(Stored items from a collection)
** Begin **
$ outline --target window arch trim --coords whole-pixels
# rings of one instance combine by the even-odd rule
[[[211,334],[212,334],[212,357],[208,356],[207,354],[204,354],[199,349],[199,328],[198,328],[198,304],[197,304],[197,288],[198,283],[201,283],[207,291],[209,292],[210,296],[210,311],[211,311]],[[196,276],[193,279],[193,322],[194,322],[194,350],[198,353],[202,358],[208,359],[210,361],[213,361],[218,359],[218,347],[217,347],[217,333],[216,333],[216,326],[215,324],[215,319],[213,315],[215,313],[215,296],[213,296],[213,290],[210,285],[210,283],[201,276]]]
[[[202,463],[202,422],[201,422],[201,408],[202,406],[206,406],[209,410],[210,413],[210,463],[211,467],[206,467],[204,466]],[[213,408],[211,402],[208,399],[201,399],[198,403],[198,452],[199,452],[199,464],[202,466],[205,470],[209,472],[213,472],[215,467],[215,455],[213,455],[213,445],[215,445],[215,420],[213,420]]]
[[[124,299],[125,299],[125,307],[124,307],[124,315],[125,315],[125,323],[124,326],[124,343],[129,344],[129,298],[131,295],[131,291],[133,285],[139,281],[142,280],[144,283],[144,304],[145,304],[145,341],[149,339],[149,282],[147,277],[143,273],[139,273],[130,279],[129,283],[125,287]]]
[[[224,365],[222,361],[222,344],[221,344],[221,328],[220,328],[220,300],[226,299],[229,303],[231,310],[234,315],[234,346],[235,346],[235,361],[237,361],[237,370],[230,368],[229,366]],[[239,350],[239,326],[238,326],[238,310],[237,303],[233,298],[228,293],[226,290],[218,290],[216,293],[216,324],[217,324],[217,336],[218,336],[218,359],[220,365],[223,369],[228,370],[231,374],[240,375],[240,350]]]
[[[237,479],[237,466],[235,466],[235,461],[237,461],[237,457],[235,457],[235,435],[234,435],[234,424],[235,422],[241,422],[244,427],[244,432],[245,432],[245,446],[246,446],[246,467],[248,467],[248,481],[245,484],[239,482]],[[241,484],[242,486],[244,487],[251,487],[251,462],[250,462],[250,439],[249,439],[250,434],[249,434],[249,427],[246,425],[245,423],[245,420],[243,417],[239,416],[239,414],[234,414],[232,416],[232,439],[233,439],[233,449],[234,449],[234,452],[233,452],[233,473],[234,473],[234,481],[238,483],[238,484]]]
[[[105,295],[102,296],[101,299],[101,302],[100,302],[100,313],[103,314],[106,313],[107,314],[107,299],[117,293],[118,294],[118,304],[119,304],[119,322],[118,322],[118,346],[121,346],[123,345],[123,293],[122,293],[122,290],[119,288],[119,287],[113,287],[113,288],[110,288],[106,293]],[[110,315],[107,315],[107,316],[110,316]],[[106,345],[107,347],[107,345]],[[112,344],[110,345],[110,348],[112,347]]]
** End **
AIM OF THE TASK -> Copy every line of the records word for word, keeping each line as shown.

EXERCISE OUTPUT ->
$ outline --target window arch trim --coords whole-pixels
# rings of one instance combine by the even-odd rule
[[[211,334],[212,334],[212,357],[208,356],[207,354],[204,354],[199,349],[199,328],[198,328],[198,304],[197,304],[197,288],[198,283],[201,283],[207,291],[209,292],[210,296],[210,311],[211,311]],[[196,276],[193,279],[193,322],[194,322],[194,350],[198,353],[202,358],[208,359],[210,361],[213,361],[218,359],[218,347],[217,347],[217,333],[216,333],[216,326],[215,324],[215,319],[213,315],[215,313],[215,296],[213,296],[213,290],[210,285],[210,283],[201,276]]]
[[[202,463],[202,422],[201,422],[201,408],[202,406],[206,406],[209,410],[210,413],[210,463],[211,467],[206,467],[204,466]],[[213,408],[211,402],[208,399],[201,399],[198,403],[198,452],[199,452],[199,464],[202,466],[205,470],[209,472],[213,472],[215,467],[215,455],[213,455],[213,445],[215,445],[215,420],[213,420]]]
[[[124,299],[125,299],[125,307],[124,307],[124,315],[125,315],[125,323],[124,326],[124,343],[129,344],[129,298],[131,295],[131,291],[133,285],[139,281],[142,280],[144,283],[144,304],[145,304],[145,341],[149,339],[149,282],[147,277],[143,273],[139,273],[130,279],[129,283],[125,287]]]
[[[224,365],[222,361],[222,344],[221,344],[221,328],[220,328],[220,300],[226,299],[229,303],[231,310],[234,315],[234,346],[235,346],[235,361],[237,361],[237,370],[230,368],[229,366]],[[239,350],[239,326],[238,326],[238,310],[237,303],[233,298],[228,293],[226,290],[218,290],[216,293],[216,324],[217,324],[217,336],[218,336],[218,359],[220,365],[223,369],[228,370],[231,374],[240,375],[240,350]]]
[[[237,479],[237,466],[235,466],[235,461],[237,461],[237,457],[235,457],[235,435],[234,435],[234,424],[235,422],[241,422],[244,427],[244,432],[245,432],[245,446],[246,446],[246,467],[248,467],[248,481],[245,484],[239,482]],[[241,484],[242,486],[244,487],[251,487],[251,462],[250,462],[250,439],[249,439],[250,434],[249,434],[249,427],[246,425],[245,423],[245,420],[243,417],[239,416],[239,414],[234,414],[232,416],[232,439],[233,439],[233,449],[234,449],[234,452],[233,452],[233,473],[234,473],[234,481],[238,483],[238,484]]]
[[[105,295],[102,296],[101,299],[101,302],[100,302],[100,313],[103,314],[106,313],[107,314],[107,299],[117,293],[118,294],[118,304],[119,304],[119,322],[118,322],[118,346],[121,346],[123,345],[123,293],[122,293],[122,290],[119,288],[119,287],[113,287],[113,288],[110,288],[106,293]],[[110,315],[107,315],[107,316],[110,316]],[[106,345],[107,347],[107,345]],[[112,344],[110,345],[110,348],[112,347]]]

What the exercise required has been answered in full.